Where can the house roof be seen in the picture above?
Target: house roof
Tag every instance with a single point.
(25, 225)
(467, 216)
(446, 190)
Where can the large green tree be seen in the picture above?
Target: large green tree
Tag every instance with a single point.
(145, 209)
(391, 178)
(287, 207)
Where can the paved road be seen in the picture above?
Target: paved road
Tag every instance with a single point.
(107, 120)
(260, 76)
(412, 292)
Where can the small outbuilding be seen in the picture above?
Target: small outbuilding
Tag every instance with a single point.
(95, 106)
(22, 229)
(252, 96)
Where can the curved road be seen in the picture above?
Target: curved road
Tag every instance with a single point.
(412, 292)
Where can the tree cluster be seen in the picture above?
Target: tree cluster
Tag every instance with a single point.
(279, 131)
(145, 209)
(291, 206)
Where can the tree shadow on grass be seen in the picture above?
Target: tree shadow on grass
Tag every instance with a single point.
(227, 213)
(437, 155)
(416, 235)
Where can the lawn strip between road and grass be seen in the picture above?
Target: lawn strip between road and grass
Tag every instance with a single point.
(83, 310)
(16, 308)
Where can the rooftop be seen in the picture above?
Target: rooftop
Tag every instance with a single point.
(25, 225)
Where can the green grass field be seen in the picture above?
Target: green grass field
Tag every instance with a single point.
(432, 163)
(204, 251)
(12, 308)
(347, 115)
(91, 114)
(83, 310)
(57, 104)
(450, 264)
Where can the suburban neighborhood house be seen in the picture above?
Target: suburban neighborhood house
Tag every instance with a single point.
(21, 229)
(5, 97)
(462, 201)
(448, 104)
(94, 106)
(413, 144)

* * * *

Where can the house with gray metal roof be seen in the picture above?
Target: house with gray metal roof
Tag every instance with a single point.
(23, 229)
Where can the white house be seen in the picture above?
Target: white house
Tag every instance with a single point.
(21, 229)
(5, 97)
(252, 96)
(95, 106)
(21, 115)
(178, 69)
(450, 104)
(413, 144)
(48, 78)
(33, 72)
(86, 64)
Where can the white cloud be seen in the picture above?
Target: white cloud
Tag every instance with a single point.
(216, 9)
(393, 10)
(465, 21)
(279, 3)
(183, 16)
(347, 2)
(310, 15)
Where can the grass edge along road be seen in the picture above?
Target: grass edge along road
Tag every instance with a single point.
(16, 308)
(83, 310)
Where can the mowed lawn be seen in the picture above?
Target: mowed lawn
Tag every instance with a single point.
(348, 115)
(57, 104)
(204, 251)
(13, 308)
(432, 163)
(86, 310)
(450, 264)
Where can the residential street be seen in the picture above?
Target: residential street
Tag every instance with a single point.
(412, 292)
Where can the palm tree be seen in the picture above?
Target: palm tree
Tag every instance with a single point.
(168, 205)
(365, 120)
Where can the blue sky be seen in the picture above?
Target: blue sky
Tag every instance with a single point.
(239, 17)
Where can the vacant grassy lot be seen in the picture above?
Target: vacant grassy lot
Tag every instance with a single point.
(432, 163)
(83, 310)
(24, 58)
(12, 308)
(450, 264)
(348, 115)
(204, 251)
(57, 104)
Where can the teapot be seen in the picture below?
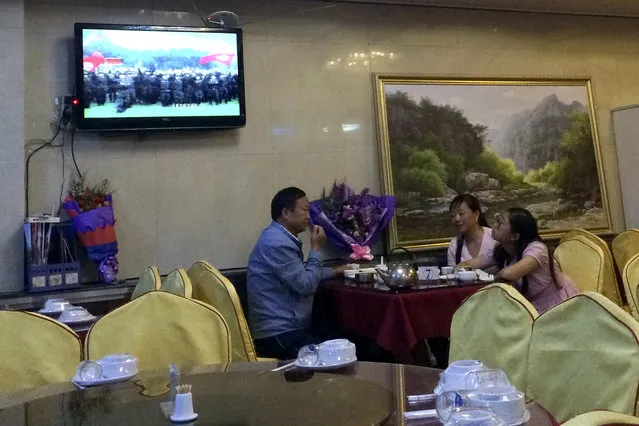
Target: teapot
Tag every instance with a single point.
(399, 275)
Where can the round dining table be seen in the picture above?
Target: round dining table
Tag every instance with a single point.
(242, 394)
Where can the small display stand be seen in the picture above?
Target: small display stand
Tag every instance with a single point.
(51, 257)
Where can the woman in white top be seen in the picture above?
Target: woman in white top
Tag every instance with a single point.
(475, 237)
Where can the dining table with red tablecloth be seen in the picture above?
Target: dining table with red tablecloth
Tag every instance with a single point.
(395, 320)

* * * *

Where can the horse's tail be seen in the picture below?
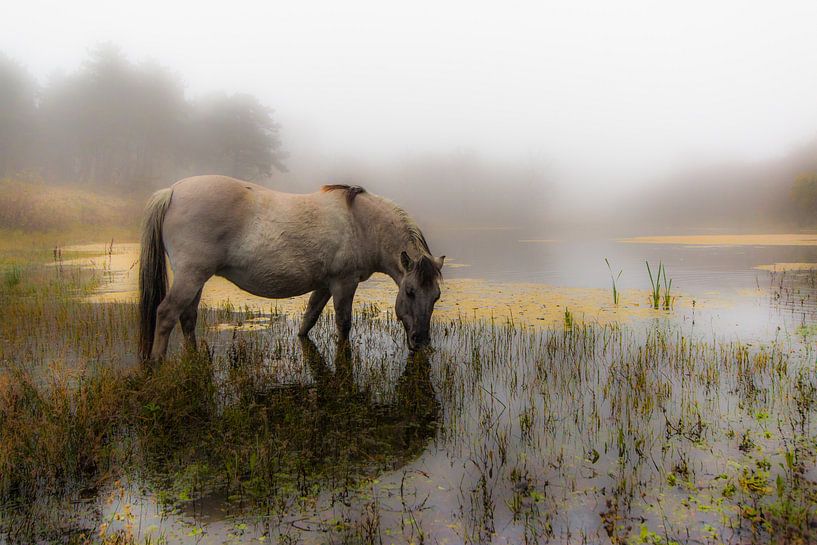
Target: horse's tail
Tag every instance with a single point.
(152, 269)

* * * *

▸ WORK TO COMPLETE
Please locate every line in the records above that contains the string "dining", matching case exactly, and copy each of those lines.

▸ WORKED SOLUTION
Where can the round dining table be seen in the picture above?
Target: round dining table
Where can the dining table with red tablecloth be seen in the picture above?
Target: dining table with red tablecloth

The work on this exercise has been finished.